START EXERCISE MATERIAL

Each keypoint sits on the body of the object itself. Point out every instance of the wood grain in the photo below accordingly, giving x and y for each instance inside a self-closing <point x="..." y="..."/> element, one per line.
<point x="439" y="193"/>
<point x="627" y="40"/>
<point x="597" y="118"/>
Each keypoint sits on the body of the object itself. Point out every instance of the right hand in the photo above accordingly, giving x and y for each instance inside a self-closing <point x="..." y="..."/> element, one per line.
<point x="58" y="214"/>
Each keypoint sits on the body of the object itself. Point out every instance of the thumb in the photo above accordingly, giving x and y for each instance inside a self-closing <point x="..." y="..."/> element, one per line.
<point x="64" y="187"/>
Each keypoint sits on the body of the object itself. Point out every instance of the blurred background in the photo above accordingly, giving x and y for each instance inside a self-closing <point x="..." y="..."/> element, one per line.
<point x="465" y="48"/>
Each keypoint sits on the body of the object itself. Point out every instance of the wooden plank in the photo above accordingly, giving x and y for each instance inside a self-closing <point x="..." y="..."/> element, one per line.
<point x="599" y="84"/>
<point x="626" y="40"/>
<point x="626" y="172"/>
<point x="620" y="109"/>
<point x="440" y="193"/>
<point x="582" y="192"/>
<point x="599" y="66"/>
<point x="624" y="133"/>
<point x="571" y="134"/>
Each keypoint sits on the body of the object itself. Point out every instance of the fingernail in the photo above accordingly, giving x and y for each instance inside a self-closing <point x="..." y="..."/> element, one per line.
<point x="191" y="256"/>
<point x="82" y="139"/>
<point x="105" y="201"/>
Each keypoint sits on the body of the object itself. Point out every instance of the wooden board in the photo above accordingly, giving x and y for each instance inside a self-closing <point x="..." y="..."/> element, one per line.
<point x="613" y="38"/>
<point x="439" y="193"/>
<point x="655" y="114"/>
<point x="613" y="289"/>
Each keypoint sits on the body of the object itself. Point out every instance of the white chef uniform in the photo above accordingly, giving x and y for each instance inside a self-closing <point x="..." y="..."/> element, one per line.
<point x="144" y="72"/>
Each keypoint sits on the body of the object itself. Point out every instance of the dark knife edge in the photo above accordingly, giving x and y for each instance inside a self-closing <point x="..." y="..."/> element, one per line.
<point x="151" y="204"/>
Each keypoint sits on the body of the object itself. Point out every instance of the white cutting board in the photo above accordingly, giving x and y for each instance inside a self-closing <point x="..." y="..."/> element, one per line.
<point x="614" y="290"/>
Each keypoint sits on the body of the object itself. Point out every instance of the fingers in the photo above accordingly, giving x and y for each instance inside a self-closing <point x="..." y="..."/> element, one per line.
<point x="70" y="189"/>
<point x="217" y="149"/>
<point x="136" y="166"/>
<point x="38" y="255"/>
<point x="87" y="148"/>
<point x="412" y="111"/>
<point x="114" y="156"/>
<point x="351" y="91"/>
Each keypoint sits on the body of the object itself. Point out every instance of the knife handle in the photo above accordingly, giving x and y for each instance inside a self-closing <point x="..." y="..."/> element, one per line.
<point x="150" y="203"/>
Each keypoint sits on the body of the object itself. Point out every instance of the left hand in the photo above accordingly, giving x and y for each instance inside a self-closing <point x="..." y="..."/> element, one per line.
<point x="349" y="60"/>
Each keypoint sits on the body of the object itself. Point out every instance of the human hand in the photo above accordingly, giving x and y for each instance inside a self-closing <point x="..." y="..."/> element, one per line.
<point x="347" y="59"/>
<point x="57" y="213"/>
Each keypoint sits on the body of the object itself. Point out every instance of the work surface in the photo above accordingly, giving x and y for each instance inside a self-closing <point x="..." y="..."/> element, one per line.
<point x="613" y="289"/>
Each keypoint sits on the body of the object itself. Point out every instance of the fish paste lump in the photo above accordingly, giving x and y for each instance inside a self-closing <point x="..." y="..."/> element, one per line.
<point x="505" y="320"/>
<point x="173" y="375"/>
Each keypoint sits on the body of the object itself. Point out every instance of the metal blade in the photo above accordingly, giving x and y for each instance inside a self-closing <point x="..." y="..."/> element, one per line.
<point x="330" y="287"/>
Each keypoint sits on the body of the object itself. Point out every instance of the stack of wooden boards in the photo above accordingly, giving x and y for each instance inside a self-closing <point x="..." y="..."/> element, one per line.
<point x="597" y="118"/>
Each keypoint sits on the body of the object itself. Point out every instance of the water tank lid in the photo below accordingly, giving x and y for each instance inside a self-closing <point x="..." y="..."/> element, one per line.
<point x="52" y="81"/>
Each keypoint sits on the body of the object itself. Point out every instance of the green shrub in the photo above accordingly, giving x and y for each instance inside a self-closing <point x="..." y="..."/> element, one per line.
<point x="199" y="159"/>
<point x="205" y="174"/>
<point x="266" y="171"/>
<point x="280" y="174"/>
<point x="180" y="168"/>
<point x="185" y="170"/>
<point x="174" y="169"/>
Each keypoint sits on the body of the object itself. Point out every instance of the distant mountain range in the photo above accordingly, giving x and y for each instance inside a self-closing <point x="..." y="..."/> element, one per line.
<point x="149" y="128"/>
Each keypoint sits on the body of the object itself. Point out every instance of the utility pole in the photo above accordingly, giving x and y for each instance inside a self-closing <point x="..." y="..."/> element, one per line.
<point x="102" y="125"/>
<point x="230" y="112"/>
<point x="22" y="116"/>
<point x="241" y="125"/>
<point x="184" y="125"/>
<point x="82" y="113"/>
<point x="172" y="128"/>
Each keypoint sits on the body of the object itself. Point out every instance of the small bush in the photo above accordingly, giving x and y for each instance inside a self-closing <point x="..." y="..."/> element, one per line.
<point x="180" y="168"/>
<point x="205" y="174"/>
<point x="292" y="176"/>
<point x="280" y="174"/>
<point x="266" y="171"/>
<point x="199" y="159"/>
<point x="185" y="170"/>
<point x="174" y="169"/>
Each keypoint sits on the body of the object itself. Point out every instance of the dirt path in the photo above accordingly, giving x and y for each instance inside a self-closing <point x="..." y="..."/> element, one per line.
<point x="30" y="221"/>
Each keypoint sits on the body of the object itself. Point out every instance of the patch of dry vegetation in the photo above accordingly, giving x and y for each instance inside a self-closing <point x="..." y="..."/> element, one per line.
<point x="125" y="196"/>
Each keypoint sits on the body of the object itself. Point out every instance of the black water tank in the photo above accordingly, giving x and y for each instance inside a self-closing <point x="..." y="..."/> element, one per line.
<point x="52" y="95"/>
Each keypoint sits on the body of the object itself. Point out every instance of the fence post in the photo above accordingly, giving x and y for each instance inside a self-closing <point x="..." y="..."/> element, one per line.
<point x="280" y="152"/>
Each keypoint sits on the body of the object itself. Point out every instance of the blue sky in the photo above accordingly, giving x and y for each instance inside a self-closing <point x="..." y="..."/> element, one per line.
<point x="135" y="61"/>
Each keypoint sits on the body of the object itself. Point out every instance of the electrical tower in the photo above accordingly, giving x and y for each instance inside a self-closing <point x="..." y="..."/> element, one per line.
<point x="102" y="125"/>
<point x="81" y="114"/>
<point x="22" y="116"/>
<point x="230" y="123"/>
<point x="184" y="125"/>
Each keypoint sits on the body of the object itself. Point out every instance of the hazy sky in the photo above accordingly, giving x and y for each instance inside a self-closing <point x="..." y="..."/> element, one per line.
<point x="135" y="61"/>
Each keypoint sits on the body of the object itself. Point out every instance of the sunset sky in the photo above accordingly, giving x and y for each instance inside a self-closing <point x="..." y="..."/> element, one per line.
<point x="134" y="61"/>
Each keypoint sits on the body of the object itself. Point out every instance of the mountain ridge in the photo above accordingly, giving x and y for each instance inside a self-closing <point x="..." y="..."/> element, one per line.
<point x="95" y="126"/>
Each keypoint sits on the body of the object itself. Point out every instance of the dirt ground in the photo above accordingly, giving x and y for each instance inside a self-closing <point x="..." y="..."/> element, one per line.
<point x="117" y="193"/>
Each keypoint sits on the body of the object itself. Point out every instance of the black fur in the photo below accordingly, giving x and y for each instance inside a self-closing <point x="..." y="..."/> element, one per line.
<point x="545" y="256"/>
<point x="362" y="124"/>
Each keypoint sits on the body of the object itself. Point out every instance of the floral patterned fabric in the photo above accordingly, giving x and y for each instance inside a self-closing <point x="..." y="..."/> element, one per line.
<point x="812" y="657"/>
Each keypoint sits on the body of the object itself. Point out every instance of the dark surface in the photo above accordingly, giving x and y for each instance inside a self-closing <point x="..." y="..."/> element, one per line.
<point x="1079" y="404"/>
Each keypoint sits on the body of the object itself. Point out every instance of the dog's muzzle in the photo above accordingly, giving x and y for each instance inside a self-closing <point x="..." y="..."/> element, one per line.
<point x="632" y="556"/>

END EXERCISE MATERIAL

All lines from the line containing "of the floral" through the end of the listing above are to be duplicated exactly; include both ends and nothing further.

Each keypoint sits on the body of the object itself. Point out every instance of the floral patterned fabric in the photo above accordingly, giving x and y for each instance inside a self-closing <point x="..." y="..."/> element, one per line.
<point x="812" y="657"/>
Each keypoint sits on the body of the object itself. Point out every instance of the dark surface in the photo above accordingly, giving x and y for each instance inside a self-closing <point x="..." y="..."/> element, one per line.
<point x="1079" y="404"/>
Each keypoint sits on the body of the object itself. Point out every instance of the dog's muzzle in the photo above accordingly, giving x and y for each instance inside a self-closing <point x="..." y="..."/> element, one per line.
<point x="632" y="556"/>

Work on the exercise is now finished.